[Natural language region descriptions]
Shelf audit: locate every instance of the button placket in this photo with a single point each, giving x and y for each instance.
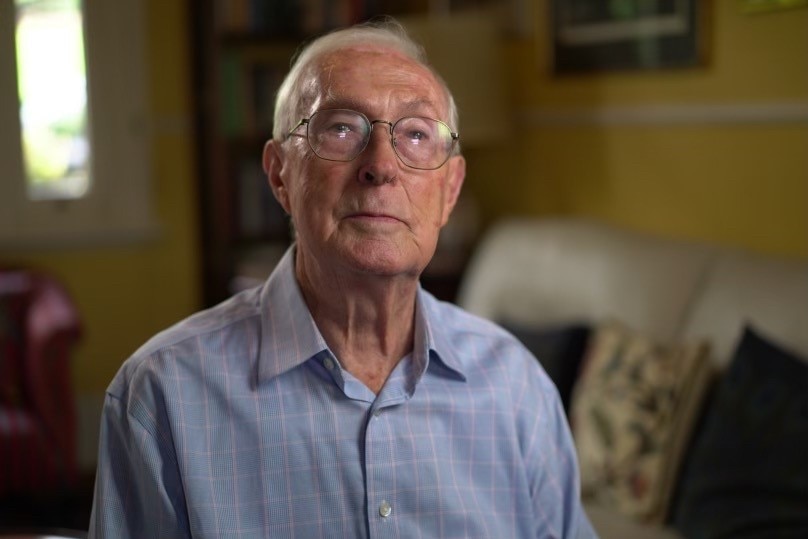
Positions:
(385, 509)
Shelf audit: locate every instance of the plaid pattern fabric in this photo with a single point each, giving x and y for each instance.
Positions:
(239, 422)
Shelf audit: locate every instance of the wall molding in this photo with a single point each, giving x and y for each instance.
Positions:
(670, 114)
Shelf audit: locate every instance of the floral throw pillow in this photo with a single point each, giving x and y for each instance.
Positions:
(632, 412)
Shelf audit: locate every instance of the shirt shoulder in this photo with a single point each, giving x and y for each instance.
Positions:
(232, 321)
(471, 343)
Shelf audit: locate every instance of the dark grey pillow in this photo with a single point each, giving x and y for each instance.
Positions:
(558, 349)
(746, 475)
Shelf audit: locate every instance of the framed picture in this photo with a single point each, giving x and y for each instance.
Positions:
(596, 36)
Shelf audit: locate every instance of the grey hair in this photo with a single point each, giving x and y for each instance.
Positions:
(386, 32)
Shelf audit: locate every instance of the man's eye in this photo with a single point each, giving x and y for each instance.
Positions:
(340, 128)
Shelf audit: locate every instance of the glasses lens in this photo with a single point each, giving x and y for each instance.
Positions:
(338, 135)
(422, 142)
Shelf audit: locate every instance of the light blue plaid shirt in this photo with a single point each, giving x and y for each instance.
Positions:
(239, 422)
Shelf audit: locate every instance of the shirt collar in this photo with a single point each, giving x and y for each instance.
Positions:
(289, 336)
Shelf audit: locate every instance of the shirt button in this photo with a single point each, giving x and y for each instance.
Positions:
(385, 509)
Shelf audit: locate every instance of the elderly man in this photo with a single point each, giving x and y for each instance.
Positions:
(339, 399)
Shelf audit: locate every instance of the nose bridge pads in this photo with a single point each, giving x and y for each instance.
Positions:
(389, 132)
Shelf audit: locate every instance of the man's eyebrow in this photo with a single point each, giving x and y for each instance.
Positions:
(414, 106)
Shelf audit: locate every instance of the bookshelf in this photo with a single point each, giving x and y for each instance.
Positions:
(242, 50)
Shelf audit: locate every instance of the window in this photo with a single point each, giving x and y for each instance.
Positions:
(52, 89)
(74, 155)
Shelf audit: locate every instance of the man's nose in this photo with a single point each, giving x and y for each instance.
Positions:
(380, 162)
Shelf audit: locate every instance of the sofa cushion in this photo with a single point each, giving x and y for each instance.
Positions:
(747, 473)
(633, 410)
(559, 349)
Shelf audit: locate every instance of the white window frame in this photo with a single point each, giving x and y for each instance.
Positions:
(118, 207)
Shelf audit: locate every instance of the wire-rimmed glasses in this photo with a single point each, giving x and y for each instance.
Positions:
(343, 134)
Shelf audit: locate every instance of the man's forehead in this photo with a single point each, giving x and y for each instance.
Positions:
(345, 68)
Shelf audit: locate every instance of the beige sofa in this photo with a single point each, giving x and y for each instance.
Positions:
(551, 272)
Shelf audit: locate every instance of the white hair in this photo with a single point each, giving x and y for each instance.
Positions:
(386, 33)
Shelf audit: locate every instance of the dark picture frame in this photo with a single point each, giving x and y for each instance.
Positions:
(591, 36)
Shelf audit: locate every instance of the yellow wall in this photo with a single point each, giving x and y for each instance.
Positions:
(125, 294)
(744, 185)
(738, 183)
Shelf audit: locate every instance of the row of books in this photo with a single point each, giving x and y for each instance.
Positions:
(248, 92)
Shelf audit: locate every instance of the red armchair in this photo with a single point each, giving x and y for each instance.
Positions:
(39, 326)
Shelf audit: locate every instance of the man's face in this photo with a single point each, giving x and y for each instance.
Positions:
(372, 215)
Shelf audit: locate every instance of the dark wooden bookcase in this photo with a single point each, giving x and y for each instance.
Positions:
(241, 52)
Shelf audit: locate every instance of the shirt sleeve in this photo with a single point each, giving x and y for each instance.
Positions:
(555, 484)
(138, 491)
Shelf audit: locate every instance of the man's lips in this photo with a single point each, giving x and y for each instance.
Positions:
(374, 217)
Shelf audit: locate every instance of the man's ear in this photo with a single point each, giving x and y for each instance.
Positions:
(272, 161)
(455, 176)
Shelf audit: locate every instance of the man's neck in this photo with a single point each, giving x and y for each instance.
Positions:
(367, 321)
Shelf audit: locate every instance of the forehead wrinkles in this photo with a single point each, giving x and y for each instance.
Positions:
(328, 77)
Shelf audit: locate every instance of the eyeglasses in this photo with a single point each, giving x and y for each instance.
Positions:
(343, 134)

__Task__
What you return should be the entries from above, unchanged and without their images.

__Expected answer__
Shelf audit: locate every instance of the button placket in this photo with a single point each, giving x and y for each instance.
Positions:
(385, 509)
Shelf audit: locate every instance of the plaid pattern fabric in this photo with a single point each, giving x and y for each instance.
Positions:
(239, 422)
Shelf audit: locate every instance of the wall molding in this photo with a single point each, giving x and y for each instance.
Positions:
(670, 114)
Shelf audit: locate every instance of the floral throw pillow in this photo with a single point each, giving x and y for each instance.
Positions:
(632, 412)
Shelf audit: locate every instance of the shirt shoulder in this photo with a single point each, giving x and y for each instance.
Positions:
(232, 321)
(471, 343)
Shelf audit: locate every instance of the dark grey pillow in this photo with a single point each, giving x and y for each instance.
Positions:
(558, 349)
(746, 475)
Shelf audit: locate every instance of the framed picture in this photo with a single point each, giving x and y for each instance.
Positions:
(596, 36)
Shelf audit: locate every instance of the grey hair in this photo with a single point each, giving x and y for each instance.
Positions:
(386, 32)
Shelf audit: locate every instance of the man's eye in this photo with a single point each, giving x and y for each instance.
Positions:
(340, 128)
Shelf audit: locate every instance of the glasses lens in this photo with a single point each, giving x and y for each instance.
Positions:
(338, 135)
(422, 142)
Shelf audit: locate every instance of the light blue plaid shirt in this photo with a single point each, giving x and y for each instance.
Positions:
(239, 422)
Shelf audit: locate every instance of the shirt collar in this photo with a single point each, giving x and y for each instance.
Positions:
(289, 336)
Shelf audit: locate every instance of the shirt button in this photo with a single point each, giving x and y for each instance.
Positions:
(385, 509)
Shelf audit: locate every instance of the elderly man in this photo with a single point each, giving x and y for each instance.
Positions:
(339, 399)
Shelf audit: locate every instance of the nose bridge pads in this photo with a single point each, giving x and y for each instance.
Positions:
(389, 132)
Shelf audit: locate every instance of the man's eyebrow in this photo with a single point each, giving x and y for each instance.
Positions:
(414, 106)
Shelf audit: locate every instance of the bookshelf in this photo with a single point each, giving x and y for each instance.
Positions:
(242, 50)
Shelf audit: locate every instance of the window in this photo with a single point each, giving x and y for each instance.
Positions:
(52, 89)
(74, 155)
Shelf audit: locate every instance of the man's nose in this photo with a single point each, giving x and y for each instance.
Positions:
(380, 162)
Shelf audit: locate every instance of the sofa cushion in this photo with a single point each, giving x and y for each instance.
Positions:
(747, 473)
(633, 410)
(559, 349)
Shelf audit: locate every instance of the white window frame in this photo with a single point each, giving x and y for each instance.
Positions:
(118, 207)
Shelf audit: locate every instance of the wire-rimmed glasses in this photo with a single point each, giving x and y for each instance.
Positions:
(343, 134)
Shelf audit: locate every instance of the man's forehead in this photo with a single point each, giving x and y for each instance.
Positions:
(345, 68)
Shelf audit: locate every instance of the beige sofa in this photo with a single point each, giving x and y for each instance.
Positions:
(551, 272)
Shelf audit: locate every instance of the white hair in this photo with a single point each, giving x and y for each instance.
Positions:
(386, 33)
Shelf audit: locate every instance of the dark picture frame in this photo with a single point each, giving x and y for each instance.
Positions:
(591, 36)
Shelf audit: locate every instance of the yellow wall in this photo with a single point each, giving x and y for each instance.
Positions:
(125, 294)
(744, 185)
(738, 183)
Shelf audit: locate every instance of the row of books in this photo with a single point each, giving x and y for each instance.
Positions:
(248, 92)
Shelf audit: locate every instance of the red armchair in this photo with a single point each, giving x and y for each instance.
Positions:
(39, 326)
Shelf audit: locate every instance of the man's face in this photo with a single point each, giving x and y for each instance.
Positions:
(372, 215)
Shelf audit: locate every instance of the dark wooden bookcase in this photo with a single point each, giving x and y for each instance.
Positions:
(241, 52)
Shelf audit: locate every instance of the shirt sleeve in this photo with a single point each, giving x and y for each instance.
Positions:
(555, 484)
(138, 491)
Shelf audit: locate every instance of the man's lips in this photo with a single point each, giving x and y for each instance.
Positions:
(374, 217)
Shelf audit: locate every instance of the man's ear in this photo with a single point each, giving x and y for each instance.
Positions:
(272, 161)
(455, 176)
Shelf audit: locate every instance of the man's neck in this photo with a single point each, giving x and y for each instance.
Positions:
(367, 321)
Shelf audit: locate every instance of the forehead wrinkles in this photo with a single point each, giving x and y for each instance.
Positions:
(328, 77)
Shelf audit: locate every instance of the eyeglasses in this photo with a single point each, giving x and y for each instance.
Positions:
(343, 134)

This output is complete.